> _Challenges_
A: Reproduce the passage from the financial notes excerpt starting at "Statement No. 128 replaces" and ending at "during the period.".
B: List every dollar amount stated in the financial notes excerpt.
C: According to the financial notes excerpt, for which periods does Statement No. 128 take effect?

> _Text extract_
>>>
At March 31, 1997, the Company had outstanding bank letters of credit in the
approximate amount of $6.9 million issued principally in connection with various
foreign construction contracts of the discontinued construction segment for
which there is contingent liability  to the issuing banks in the event payment
is demanded by the holder.

See Note 8 to the Consolidated Financial Statements included in the Company's
Transition Report on Form 10-K for the ten months ended December 31, 1996 for
other commitments and contingencies of the Company which have not changed
significantly since that date.


NOTE 7  Income taxes paid during the three months ended March 31, 1997 and 1996
were $3.0 million and $6.1 million.  Interest paid during the three months ended
March 31, 1997 and 1996 was $0.4 million and $0.8 million.


NOTE 8  Net income per common share for the three months ended March 31, 1997
and 1996 is based on the weighted average number of common and common equivalent
shares (stock options) outstanding in each period and is computed in accordance
with APB Opinion No. 15.

In February 1997, the Financial Accounting Standards Board issued Statement No.
128, "Earnings per Share."  Statement No. 128 will replace APB Opinion No. 15
and is effective for periods ending after December 15, 1997.  Earlier
application is not permitted.  When effective, Statement No. 128 requires
restatement of all prior period earnings per share ("EPS") data presented.

Statement No. 128 replaces the current EPS presentation with a dual presentation
of basic and diluted EPS for entities with complex capital structures, such as
                                     Page 8
<PAGE>
the Company.  Basic EPS includes no dilution and is computed by dividing income
by the weighted average number of common shares outstanding during the period.
<<<
> _Entries_
>>>
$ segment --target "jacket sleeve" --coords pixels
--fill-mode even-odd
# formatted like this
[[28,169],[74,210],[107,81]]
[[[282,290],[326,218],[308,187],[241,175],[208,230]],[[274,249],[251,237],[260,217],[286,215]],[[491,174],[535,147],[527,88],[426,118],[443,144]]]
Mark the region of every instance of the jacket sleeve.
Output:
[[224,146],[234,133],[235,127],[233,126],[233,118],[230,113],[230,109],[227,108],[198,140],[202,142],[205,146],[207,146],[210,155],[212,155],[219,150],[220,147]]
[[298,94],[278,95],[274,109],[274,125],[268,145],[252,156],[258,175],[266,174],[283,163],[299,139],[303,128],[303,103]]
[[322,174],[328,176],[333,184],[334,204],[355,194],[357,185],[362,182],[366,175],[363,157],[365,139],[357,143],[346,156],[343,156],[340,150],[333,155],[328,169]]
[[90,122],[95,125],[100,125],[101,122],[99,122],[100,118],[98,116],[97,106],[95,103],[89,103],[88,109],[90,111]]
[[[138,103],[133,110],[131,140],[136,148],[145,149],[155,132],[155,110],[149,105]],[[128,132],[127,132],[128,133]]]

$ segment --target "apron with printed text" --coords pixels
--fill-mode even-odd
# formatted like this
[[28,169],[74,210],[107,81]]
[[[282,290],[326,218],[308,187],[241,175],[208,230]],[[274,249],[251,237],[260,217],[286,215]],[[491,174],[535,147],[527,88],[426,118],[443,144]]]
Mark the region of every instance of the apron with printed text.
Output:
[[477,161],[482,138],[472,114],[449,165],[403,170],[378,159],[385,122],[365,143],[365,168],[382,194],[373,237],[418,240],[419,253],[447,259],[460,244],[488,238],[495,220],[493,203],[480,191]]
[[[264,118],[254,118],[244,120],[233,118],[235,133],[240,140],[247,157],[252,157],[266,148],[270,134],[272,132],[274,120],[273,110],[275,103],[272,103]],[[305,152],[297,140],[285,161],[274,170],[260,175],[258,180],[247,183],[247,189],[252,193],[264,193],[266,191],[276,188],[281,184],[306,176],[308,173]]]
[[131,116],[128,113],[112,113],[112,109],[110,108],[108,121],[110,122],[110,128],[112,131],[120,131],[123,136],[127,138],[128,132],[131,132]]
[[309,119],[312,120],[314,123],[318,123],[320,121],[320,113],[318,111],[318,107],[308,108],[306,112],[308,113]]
<<<
> _Worked solutions_
A:
Statement No. 128 replaces the current EPS presentation with a dual presentation
of basic and diluted EPS for entities with complex capital structures, such as
                                     Page 8
<PAGE>
the Company.  Basic EPS includes no dilution and is computed by dividing income
by the weighted average number of common shares outstanding during the period.

B:
$6.9 million
$3.0 million
$6.1 million
$0.4 million
$0.8 million

C: Periods ending after December 15, 1997.